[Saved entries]
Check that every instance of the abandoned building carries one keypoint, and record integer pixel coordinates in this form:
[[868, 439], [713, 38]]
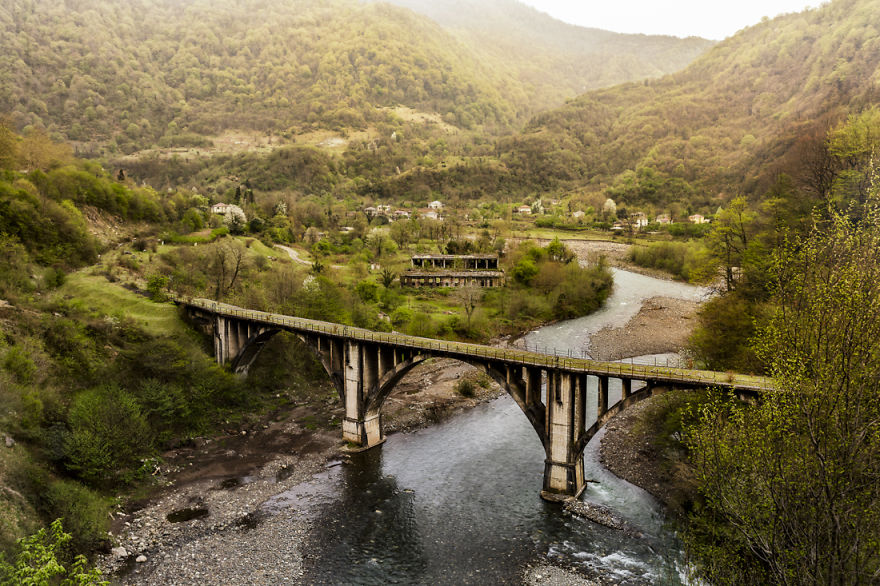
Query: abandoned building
[[453, 270]]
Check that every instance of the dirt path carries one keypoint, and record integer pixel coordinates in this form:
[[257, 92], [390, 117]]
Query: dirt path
[[295, 257], [226, 479]]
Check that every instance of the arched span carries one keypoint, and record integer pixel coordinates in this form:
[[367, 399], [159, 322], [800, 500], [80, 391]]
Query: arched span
[[534, 412], [377, 395], [621, 405], [251, 349]]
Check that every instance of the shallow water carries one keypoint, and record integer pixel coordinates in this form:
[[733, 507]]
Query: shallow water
[[458, 503]]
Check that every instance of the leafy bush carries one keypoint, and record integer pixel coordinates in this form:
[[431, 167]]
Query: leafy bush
[[108, 436], [465, 387], [689, 261], [83, 511], [38, 562]]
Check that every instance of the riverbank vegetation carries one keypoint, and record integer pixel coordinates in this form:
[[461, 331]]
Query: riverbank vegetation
[[98, 377], [782, 490]]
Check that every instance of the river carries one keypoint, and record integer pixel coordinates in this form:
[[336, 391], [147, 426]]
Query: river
[[458, 503]]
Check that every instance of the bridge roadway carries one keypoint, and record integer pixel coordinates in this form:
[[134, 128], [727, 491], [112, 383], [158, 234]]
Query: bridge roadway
[[550, 389]]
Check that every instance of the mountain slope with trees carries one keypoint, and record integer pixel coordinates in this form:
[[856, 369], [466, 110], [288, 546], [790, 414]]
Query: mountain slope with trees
[[133, 74], [728, 123], [555, 59]]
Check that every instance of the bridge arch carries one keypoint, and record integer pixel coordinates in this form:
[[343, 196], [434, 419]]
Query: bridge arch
[[365, 366]]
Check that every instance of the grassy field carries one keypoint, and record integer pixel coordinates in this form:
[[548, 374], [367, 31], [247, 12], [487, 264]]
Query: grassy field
[[98, 296]]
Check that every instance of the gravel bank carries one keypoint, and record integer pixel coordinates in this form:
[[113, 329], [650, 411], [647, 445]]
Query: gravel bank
[[237, 543], [662, 325]]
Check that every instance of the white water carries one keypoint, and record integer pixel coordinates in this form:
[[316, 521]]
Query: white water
[[458, 503]]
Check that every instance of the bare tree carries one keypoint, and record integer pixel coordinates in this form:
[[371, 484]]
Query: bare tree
[[470, 296], [228, 259]]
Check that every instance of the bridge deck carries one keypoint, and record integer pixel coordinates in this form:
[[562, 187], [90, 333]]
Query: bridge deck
[[463, 350]]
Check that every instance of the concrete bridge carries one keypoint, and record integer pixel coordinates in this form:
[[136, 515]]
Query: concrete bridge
[[551, 390]]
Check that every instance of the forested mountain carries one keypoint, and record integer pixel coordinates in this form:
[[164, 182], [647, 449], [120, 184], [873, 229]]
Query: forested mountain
[[138, 71], [132, 74], [557, 60], [728, 123]]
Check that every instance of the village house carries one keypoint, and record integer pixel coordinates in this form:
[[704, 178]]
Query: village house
[[639, 220], [609, 207]]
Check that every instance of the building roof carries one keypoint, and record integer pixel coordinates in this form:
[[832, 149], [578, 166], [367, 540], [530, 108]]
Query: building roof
[[442, 273], [455, 256]]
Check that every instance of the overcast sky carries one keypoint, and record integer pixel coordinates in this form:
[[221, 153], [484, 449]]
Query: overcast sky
[[711, 19]]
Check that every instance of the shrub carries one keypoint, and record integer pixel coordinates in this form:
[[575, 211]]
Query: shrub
[[83, 512], [465, 387], [38, 562], [109, 435]]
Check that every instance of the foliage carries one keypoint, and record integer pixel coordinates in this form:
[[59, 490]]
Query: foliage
[[688, 261], [795, 476], [726, 124], [38, 562], [109, 435]]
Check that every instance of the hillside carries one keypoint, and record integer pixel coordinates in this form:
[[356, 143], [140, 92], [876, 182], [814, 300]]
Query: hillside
[[134, 74], [123, 76], [726, 124], [555, 59]]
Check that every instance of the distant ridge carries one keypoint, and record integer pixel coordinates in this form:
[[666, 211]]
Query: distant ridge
[[729, 123]]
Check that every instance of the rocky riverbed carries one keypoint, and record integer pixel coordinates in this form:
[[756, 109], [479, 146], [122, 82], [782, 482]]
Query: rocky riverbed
[[193, 530]]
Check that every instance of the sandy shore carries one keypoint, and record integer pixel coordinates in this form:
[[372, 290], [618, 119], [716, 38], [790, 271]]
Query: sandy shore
[[229, 478], [662, 325]]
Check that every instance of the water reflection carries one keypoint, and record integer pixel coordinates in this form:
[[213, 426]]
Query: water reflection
[[459, 503]]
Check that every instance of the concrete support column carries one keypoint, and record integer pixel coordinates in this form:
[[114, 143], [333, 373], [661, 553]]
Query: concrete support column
[[564, 466], [220, 340], [360, 367], [532, 377], [627, 387], [603, 395]]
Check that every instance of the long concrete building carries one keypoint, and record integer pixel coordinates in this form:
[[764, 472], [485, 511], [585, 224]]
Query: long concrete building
[[453, 270]]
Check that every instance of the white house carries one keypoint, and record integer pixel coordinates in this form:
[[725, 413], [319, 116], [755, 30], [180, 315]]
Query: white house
[[639, 220]]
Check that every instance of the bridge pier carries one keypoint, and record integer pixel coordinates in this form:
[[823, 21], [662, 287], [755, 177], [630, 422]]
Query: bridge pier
[[362, 368], [566, 412], [365, 366]]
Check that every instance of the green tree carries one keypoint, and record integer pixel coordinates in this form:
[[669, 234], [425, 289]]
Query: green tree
[[729, 238], [797, 476], [38, 564]]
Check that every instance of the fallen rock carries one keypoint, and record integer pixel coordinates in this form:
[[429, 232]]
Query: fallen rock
[[600, 515]]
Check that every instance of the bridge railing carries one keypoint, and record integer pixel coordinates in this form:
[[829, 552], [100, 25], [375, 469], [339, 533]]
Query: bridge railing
[[508, 355]]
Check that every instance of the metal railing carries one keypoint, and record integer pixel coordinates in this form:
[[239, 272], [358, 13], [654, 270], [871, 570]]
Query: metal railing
[[556, 360]]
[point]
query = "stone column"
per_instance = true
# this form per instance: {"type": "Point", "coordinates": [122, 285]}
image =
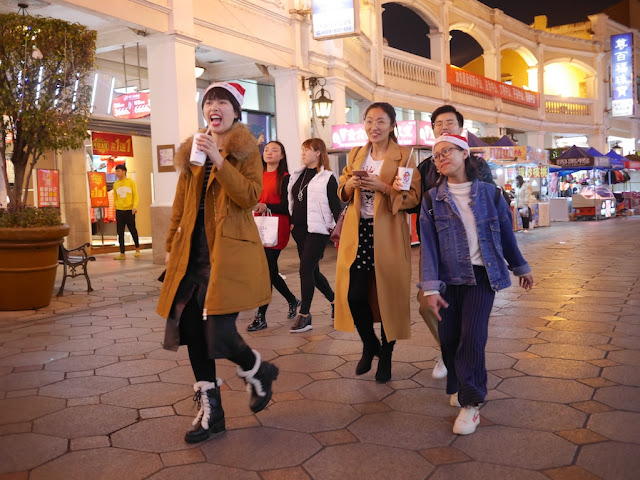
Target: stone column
{"type": "Point", "coordinates": [293, 114]}
{"type": "Point", "coordinates": [172, 85]}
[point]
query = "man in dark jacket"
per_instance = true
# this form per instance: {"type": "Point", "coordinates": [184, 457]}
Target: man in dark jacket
{"type": "Point", "coordinates": [444, 119]}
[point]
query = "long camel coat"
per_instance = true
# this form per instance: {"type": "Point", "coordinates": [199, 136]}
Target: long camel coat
{"type": "Point", "coordinates": [239, 277]}
{"type": "Point", "coordinates": [391, 240]}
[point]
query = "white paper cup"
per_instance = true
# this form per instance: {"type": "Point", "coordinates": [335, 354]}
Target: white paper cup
{"type": "Point", "coordinates": [198, 157]}
{"type": "Point", "coordinates": [405, 174]}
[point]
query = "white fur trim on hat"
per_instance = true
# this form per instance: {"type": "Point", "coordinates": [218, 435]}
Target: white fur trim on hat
{"type": "Point", "coordinates": [457, 140]}
{"type": "Point", "coordinates": [234, 89]}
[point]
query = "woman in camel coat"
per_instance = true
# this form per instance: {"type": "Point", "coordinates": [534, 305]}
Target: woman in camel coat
{"type": "Point", "coordinates": [376, 218]}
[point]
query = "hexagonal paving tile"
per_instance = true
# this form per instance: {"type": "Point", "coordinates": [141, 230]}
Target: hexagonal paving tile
{"type": "Point", "coordinates": [619, 397]}
{"type": "Point", "coordinates": [147, 395]}
{"type": "Point", "coordinates": [204, 471]}
{"type": "Point", "coordinates": [611, 460]}
{"type": "Point", "coordinates": [517, 447]}
{"type": "Point", "coordinates": [136, 368]}
{"type": "Point", "coordinates": [359, 461]}
{"type": "Point", "coordinates": [308, 416]}
{"type": "Point", "coordinates": [618, 426]}
{"type": "Point", "coordinates": [556, 368]}
{"type": "Point", "coordinates": [403, 430]}
{"type": "Point", "coordinates": [24, 451]}
{"type": "Point", "coordinates": [163, 434]}
{"type": "Point", "coordinates": [278, 448]}
{"type": "Point", "coordinates": [623, 374]}
{"type": "Point", "coordinates": [82, 387]}
{"type": "Point", "coordinates": [532, 414]}
{"type": "Point", "coordinates": [307, 362]}
{"type": "Point", "coordinates": [85, 421]}
{"type": "Point", "coordinates": [100, 464]}
{"type": "Point", "coordinates": [16, 410]}
{"type": "Point", "coordinates": [485, 471]}
{"type": "Point", "coordinates": [546, 389]}
{"type": "Point", "coordinates": [345, 390]}
{"type": "Point", "coordinates": [35, 379]}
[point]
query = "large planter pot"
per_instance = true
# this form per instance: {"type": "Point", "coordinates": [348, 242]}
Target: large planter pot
{"type": "Point", "coordinates": [28, 264]}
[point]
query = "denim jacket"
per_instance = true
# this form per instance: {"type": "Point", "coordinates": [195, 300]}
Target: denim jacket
{"type": "Point", "coordinates": [445, 255]}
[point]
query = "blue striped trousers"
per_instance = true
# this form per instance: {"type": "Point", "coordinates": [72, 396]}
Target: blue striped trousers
{"type": "Point", "coordinates": [463, 335]}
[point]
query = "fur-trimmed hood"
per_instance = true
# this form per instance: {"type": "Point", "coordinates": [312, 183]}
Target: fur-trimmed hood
{"type": "Point", "coordinates": [240, 143]}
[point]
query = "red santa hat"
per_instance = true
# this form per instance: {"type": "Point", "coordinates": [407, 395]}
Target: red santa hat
{"type": "Point", "coordinates": [234, 89]}
{"type": "Point", "coordinates": [457, 140]}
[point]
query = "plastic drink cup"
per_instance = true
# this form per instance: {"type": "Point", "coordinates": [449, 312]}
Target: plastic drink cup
{"type": "Point", "coordinates": [405, 174]}
{"type": "Point", "coordinates": [197, 157]}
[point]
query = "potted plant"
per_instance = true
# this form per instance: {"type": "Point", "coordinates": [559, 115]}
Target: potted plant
{"type": "Point", "coordinates": [44, 106]}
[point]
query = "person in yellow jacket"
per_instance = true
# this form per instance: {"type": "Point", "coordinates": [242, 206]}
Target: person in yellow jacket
{"type": "Point", "coordinates": [126, 203]}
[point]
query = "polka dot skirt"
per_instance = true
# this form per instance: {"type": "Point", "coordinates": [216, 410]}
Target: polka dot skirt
{"type": "Point", "coordinates": [364, 257]}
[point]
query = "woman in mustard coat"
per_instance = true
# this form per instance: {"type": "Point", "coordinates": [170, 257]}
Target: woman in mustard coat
{"type": "Point", "coordinates": [216, 264]}
{"type": "Point", "coordinates": [373, 267]}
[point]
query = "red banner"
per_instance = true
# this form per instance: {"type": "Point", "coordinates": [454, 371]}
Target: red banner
{"type": "Point", "coordinates": [131, 105]}
{"type": "Point", "coordinates": [98, 189]}
{"type": "Point", "coordinates": [478, 83]}
{"type": "Point", "coordinates": [48, 185]}
{"type": "Point", "coordinates": [112, 144]}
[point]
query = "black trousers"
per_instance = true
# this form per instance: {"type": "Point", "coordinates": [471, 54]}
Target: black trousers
{"type": "Point", "coordinates": [463, 336]}
{"type": "Point", "coordinates": [128, 219]}
{"type": "Point", "coordinates": [193, 331]}
{"type": "Point", "coordinates": [276, 280]}
{"type": "Point", "coordinates": [311, 250]}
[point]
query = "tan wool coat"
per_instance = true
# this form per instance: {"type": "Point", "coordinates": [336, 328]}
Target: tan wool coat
{"type": "Point", "coordinates": [391, 240]}
{"type": "Point", "coordinates": [239, 277]}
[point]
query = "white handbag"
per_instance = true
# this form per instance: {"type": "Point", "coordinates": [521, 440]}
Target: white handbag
{"type": "Point", "coordinates": [267, 228]}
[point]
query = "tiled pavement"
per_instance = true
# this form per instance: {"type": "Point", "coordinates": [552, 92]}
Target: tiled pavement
{"type": "Point", "coordinates": [87, 392]}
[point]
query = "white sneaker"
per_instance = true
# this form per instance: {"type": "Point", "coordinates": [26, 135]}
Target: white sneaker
{"type": "Point", "coordinates": [439, 370]}
{"type": "Point", "coordinates": [467, 421]}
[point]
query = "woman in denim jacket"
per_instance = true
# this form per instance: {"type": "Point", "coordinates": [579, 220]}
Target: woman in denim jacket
{"type": "Point", "coordinates": [466, 238]}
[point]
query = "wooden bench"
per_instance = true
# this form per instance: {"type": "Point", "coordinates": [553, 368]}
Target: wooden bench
{"type": "Point", "coordinates": [74, 264]}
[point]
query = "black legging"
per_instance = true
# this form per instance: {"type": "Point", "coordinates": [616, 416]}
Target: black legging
{"type": "Point", "coordinates": [358, 298]}
{"type": "Point", "coordinates": [128, 219]}
{"type": "Point", "coordinates": [311, 250]}
{"type": "Point", "coordinates": [193, 331]}
{"type": "Point", "coordinates": [276, 280]}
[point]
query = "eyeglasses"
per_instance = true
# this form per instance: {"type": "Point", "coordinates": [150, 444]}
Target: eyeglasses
{"type": "Point", "coordinates": [446, 152]}
{"type": "Point", "coordinates": [448, 123]}
{"type": "Point", "coordinates": [378, 123]}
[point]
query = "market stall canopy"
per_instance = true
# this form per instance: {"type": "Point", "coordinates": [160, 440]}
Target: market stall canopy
{"type": "Point", "coordinates": [475, 141]}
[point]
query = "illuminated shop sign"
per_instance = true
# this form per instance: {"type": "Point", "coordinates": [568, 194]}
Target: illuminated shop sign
{"type": "Point", "coordinates": [478, 83]}
{"type": "Point", "coordinates": [622, 75]}
{"type": "Point", "coordinates": [335, 18]}
{"type": "Point", "coordinates": [132, 105]}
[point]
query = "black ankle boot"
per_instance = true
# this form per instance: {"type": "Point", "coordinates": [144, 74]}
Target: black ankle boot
{"type": "Point", "coordinates": [259, 380]}
{"type": "Point", "coordinates": [210, 418]}
{"type": "Point", "coordinates": [384, 363]}
{"type": "Point", "coordinates": [259, 322]}
{"type": "Point", "coordinates": [364, 365]}
{"type": "Point", "coordinates": [293, 308]}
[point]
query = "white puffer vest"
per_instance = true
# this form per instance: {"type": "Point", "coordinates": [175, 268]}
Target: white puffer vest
{"type": "Point", "coordinates": [319, 216]}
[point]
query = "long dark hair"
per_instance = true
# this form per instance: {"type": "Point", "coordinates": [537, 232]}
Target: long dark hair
{"type": "Point", "coordinates": [282, 166]}
{"type": "Point", "coordinates": [318, 145]}
{"type": "Point", "coordinates": [390, 111]}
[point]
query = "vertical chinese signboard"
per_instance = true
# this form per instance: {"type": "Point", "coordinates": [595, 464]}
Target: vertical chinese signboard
{"type": "Point", "coordinates": [48, 188]}
{"type": "Point", "coordinates": [98, 189]}
{"type": "Point", "coordinates": [622, 98]}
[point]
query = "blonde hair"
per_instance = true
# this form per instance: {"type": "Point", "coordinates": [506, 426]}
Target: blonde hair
{"type": "Point", "coordinates": [317, 145]}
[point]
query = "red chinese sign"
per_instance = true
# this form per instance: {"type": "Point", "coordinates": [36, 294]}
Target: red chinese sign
{"type": "Point", "coordinates": [98, 189]}
{"type": "Point", "coordinates": [131, 105]}
{"type": "Point", "coordinates": [112, 144]}
{"type": "Point", "coordinates": [478, 83]}
{"type": "Point", "coordinates": [48, 186]}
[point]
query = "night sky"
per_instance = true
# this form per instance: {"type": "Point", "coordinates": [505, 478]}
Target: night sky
{"type": "Point", "coordinates": [406, 31]}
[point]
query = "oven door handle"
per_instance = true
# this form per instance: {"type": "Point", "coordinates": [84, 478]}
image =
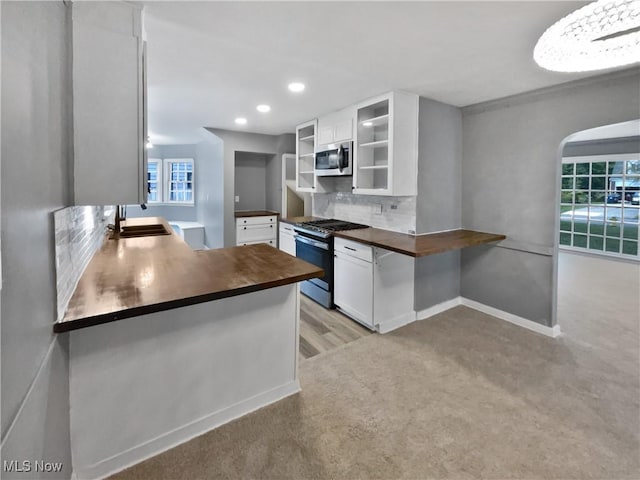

## Work to be completed
Retype only the stretch of lines above starting at the one with "Query: rocky riverbed" and stopping at the one with "[[764, 472], [485, 511], [585, 224]]", exactly as written, with both kept.

## Task response
Query: rocky riverbed
[[193, 530]]
Check that every instance of the sandy shore carries one keypoint, and record integer pixel coordinates in this form:
[[372, 290], [618, 119], [716, 38], [790, 271]]
Query: sandy shore
[[229, 478], [662, 325]]
Check that every instance of the water reflection carries one keypoint, and record integer pixel coordinates in this form:
[[213, 426]]
Query: water reflection
[[459, 503]]
Check that every instance of the concrete support column carries one keypoint, and record integer pixel coordinates in this form:
[[114, 143], [333, 373], [661, 553]]
Query: concrete support column
[[564, 466], [220, 340], [360, 367], [532, 377], [627, 387], [603, 395]]
Check that every instance of the long concrete building carries one keypoint, and record integer pixel coordinates in this form:
[[764, 472], [485, 511], [585, 224]]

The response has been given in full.